• [WHAT YOU ARE ASKED TO DO]
From the material below, pull out every line that contains the string "green". Matches must have the same case.

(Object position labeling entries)
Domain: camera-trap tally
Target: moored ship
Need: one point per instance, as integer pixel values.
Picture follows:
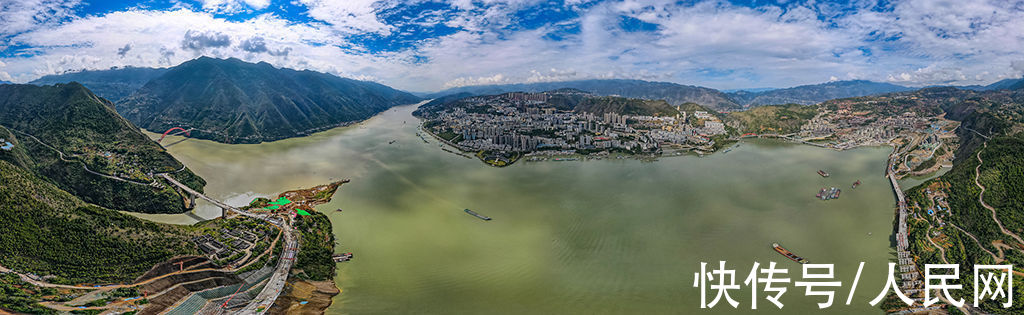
(478, 216)
(788, 254)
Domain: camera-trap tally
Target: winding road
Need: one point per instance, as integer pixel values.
(981, 197)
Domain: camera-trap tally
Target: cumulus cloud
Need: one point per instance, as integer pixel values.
(929, 75)
(258, 45)
(348, 15)
(233, 6)
(123, 50)
(1018, 66)
(23, 15)
(199, 41)
(712, 43)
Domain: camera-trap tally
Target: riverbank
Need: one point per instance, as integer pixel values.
(303, 297)
(563, 234)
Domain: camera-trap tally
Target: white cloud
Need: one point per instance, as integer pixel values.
(711, 43)
(348, 15)
(23, 15)
(233, 6)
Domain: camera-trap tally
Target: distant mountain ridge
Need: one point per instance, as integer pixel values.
(113, 84)
(235, 101)
(90, 137)
(815, 93)
(675, 94)
(1005, 84)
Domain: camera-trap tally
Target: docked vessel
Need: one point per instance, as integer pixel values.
(343, 257)
(829, 193)
(788, 254)
(478, 216)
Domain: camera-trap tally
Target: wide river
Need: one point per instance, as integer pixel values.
(606, 236)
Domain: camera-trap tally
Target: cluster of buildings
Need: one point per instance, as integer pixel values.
(229, 246)
(847, 130)
(523, 123)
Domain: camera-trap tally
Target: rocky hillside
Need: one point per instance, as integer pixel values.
(673, 93)
(74, 139)
(113, 84)
(233, 101)
(812, 94)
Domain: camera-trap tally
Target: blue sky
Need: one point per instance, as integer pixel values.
(430, 45)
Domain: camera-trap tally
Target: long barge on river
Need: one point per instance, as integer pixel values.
(788, 254)
(478, 216)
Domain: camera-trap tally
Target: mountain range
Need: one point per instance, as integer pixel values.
(233, 101)
(113, 84)
(66, 135)
(812, 94)
(1005, 84)
(675, 94)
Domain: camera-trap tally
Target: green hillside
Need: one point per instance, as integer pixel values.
(49, 232)
(68, 119)
(233, 101)
(772, 119)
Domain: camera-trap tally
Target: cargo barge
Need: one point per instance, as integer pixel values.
(478, 216)
(830, 193)
(788, 254)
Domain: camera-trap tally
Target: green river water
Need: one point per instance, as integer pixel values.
(567, 237)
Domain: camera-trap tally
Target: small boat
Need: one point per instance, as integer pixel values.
(788, 254)
(478, 216)
(343, 257)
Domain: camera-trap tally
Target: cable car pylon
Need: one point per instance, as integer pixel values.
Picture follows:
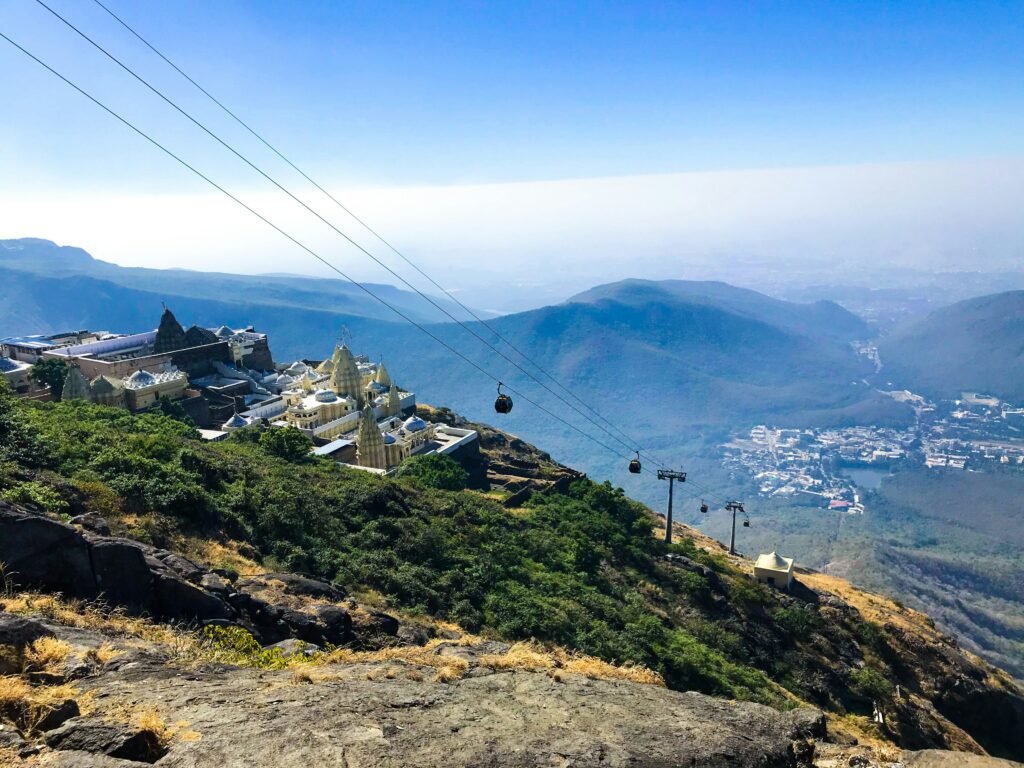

• [PROBLEM SOLUTION]
Target: green hillside
Target: green river water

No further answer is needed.